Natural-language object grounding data
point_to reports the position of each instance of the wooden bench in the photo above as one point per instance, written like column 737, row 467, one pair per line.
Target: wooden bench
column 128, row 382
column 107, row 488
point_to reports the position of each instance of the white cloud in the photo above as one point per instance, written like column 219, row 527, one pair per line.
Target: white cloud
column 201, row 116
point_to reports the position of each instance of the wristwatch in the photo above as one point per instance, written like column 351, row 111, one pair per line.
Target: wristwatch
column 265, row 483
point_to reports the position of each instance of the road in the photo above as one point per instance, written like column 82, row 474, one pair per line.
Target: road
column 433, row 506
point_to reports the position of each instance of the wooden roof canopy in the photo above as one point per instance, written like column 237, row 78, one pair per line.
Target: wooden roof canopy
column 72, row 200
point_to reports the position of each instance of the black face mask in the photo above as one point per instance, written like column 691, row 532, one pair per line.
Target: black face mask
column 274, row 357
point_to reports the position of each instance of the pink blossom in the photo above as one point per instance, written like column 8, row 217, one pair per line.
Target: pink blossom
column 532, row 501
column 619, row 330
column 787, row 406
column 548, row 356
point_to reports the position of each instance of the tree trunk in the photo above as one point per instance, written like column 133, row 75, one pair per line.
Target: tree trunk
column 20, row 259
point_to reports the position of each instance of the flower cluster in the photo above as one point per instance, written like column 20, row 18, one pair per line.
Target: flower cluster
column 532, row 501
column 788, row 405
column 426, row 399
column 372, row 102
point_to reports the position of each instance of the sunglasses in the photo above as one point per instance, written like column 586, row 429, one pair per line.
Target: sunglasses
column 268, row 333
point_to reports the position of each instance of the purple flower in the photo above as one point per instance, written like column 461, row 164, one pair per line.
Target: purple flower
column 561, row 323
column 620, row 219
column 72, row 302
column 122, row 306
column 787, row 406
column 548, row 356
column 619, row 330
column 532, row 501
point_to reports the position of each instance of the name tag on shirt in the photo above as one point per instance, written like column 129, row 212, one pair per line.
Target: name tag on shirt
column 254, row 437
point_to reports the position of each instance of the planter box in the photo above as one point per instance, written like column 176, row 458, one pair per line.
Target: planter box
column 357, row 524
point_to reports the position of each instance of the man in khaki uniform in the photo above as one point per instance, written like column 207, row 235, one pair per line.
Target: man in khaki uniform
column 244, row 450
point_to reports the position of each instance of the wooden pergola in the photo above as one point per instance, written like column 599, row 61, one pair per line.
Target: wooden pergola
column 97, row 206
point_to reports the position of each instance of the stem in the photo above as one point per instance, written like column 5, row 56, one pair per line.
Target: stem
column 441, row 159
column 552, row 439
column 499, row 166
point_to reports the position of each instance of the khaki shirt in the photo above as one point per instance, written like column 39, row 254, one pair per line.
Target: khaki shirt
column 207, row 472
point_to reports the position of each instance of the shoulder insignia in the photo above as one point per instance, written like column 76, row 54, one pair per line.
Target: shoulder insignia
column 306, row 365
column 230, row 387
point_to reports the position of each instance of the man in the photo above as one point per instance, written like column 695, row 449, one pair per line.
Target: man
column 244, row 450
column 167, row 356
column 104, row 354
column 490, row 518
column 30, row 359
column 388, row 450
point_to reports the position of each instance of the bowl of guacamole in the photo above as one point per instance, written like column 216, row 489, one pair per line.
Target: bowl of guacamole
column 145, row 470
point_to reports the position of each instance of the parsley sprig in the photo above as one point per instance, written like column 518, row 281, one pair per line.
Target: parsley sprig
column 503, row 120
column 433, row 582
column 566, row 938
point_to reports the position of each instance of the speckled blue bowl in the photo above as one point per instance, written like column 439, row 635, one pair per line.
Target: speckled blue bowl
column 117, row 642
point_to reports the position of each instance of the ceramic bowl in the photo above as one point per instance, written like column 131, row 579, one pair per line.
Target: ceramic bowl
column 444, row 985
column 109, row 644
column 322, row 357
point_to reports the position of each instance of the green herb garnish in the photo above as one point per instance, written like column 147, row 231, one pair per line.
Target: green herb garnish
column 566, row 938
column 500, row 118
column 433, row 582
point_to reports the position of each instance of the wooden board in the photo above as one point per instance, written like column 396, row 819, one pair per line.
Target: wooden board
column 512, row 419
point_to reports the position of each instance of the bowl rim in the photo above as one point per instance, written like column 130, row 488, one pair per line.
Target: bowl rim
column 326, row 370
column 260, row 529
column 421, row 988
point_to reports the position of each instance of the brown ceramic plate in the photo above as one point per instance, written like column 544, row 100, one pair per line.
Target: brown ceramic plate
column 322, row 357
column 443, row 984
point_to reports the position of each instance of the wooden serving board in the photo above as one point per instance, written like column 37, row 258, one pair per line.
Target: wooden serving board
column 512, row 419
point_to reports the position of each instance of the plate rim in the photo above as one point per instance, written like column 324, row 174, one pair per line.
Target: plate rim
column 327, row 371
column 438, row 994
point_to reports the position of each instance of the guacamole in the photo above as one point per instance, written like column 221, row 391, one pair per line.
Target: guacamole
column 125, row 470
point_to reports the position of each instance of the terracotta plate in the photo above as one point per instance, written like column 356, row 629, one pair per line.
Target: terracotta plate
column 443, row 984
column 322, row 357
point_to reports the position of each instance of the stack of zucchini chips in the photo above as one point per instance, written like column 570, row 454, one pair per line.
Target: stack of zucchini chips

**WHAT IS EXPECTED**
Restate the entries above word for word.

**RESPONSE**
point_to reports the position of each instance of the wooden bench in the photo above as one point per instance, written like column 737, row 467, one pair per line.
Target: wooden bench
column 128, row 382
column 107, row 488
point_to reports the position of each instance of the white cloud in the photo above as one point per instance, written like column 219, row 527, one pair per line.
Target: white cloud
column 201, row 116
point_to reports the position of each instance of the wristwatch in the photo above as one point per instance, written like column 351, row 111, one pair per line.
Target: wristwatch
column 265, row 483
point_to reports the position of each instance of the road in the photo above as one point per instance, written like column 82, row 474, one pair per line.
Target: road
column 433, row 506
point_to reports the position of each instance of the wooden roof canopy in the photo above as one point per instance, written like column 237, row 78, one pair per line.
Target: wooden roof canopy
column 72, row 200
point_to reports the position of each instance of the black face mask in the photo above as one point per instance, written like column 691, row 532, one pair per line.
Target: black face mask
column 274, row 357
point_to reports the position of each instance of the pink blossom in the photo above as one point per instance, written like column 8, row 217, one pair per line.
Target: pink blossom
column 532, row 501
column 619, row 330
column 787, row 406
column 548, row 356
point_to reports the position of each instance of the tree trunk in the photo above as one point per instance, written like column 133, row 75, one pair per line.
Target: tree trunk
column 20, row 259
point_to reports the position of each instance of the flower cluster in the photo above as one point per instance, written like column 20, row 18, one pair per line.
Target: flower cluster
column 532, row 501
column 788, row 405
column 426, row 399
column 372, row 102
point_to reports the position of each instance of the sunglasses in the photo above as one point per instance, written like column 586, row 429, one pair per line.
Target: sunglasses
column 268, row 333
point_to reports the position of each instance of the purple flower in the photo above as one point per instance, written like column 461, row 164, one pair per line.
Target: purple flower
column 561, row 323
column 620, row 219
column 72, row 302
column 122, row 306
column 787, row 406
column 548, row 356
column 619, row 330
column 532, row 501
point_to reports the position of each instance of the name tag on shirt in the photo above as one point per instance, written like column 129, row 212, one pair per line.
Target: name tag on shirt
column 254, row 437
point_to reports the position of each instance of the planter box in the photo above as one point per instance, written like column 176, row 458, one pair per line.
Target: planter box
column 357, row 524
point_to reports the position of each instance of the man in khaki uniform in the photo above as one point per instance, written like column 207, row 235, one pair per line.
Target: man in khaki uniform
column 244, row 450
point_to reports the position of each instance of the wooden pergola in the photo above as one point per instance, written like column 599, row 61, one pair per line.
Target: wooden pergola
column 97, row 206
point_to reports the position of each instance of the stem in the photo above as one point per instance, written like column 5, row 56, one pair per line.
Target: stem
column 441, row 159
column 552, row 439
column 499, row 166
point_to reports the position of each instance of the khaki shirt in the photo above as one point per instance, written like column 39, row 254, one pair per line.
Target: khaki shirt
column 207, row 472
point_to reports the position of each instance of the shoulder insignia in the photo above as one point per instance, written like column 76, row 54, one pair per line.
Target: shoulder insignia
column 306, row 365
column 230, row 387
point_to reports the position of each instance of the man in the photo above as one point per instance, written like column 695, row 449, one pair per line.
Target: man
column 244, row 450
column 167, row 356
column 104, row 354
column 490, row 518
column 30, row 359
column 388, row 450
point_to reports the position of each instance of the bowl of guacamole in the photo above as one point per instance, written like column 216, row 489, one pair per line.
Target: bowl of guacamole
column 145, row 470
point_to reports the position of each instance of the parsley sprig in the photo above as one point per instance, written like column 518, row 281, one pair per line.
Target: parsley sprig
column 503, row 120
column 433, row 582
column 566, row 938
point_to reports the position of each instance of the speckled blue bowl in the photo above as one point per instance, written like column 439, row 635, one pair per line.
Target: speckled blue bowl
column 117, row 642
point_to reports the position of each instance of the ceramic bowl in the photo above as one point per instance, written like column 131, row 579, one pair per line.
Target: ceramic bowl
column 444, row 985
column 109, row 644
column 322, row 357
point_to reports the position of each instance of the green herb garnish in the photo above as one point per instance, written like column 147, row 231, one pair per line.
Target: green herb garnish
column 566, row 938
column 500, row 118
column 433, row 582
point_to reports the position of each instance of the wooden board in the photo above as one point per instance, written like column 396, row 819, one pair per line.
Target: wooden board
column 512, row 419
point_to reports the position of each instance of the bowl rim in the photo above as one point per instance, written like column 130, row 488, one pair per line.
Target: bowl rim
column 326, row 370
column 260, row 529
column 421, row 988
point_to reports the position of each instance of the brown ceramic plate in the photo above as one point per instance, written like column 544, row 100, one pair per line.
Target: brown ceramic plate
column 322, row 357
column 443, row 984
point_to reports the position of each instance of the wooden serving board in the photo above as one point per instance, written like column 37, row 258, one pair per line.
Target: wooden serving board
column 512, row 419
point_to reports the position of each instance of the plate rim in the photo above as one point per instance, written like column 324, row 174, one pair per line.
Target: plate rim
column 327, row 371
column 438, row 994
point_to reports the position of each instance of the guacamole in the photo above as one point per instance, written like column 221, row 391, one pair per line.
Target: guacamole
column 125, row 470
point_to reports the position of each instance of the terracotta plate in the photo above as one point per instance, written like column 356, row 629, one pair per line.
Target: terracotta plate
column 443, row 984
column 322, row 357
point_to reports the position of each instance of the stack of zucchini chips in the photo above as one point per instance, written like column 570, row 454, one pair per line.
Target: stack of zucchini chips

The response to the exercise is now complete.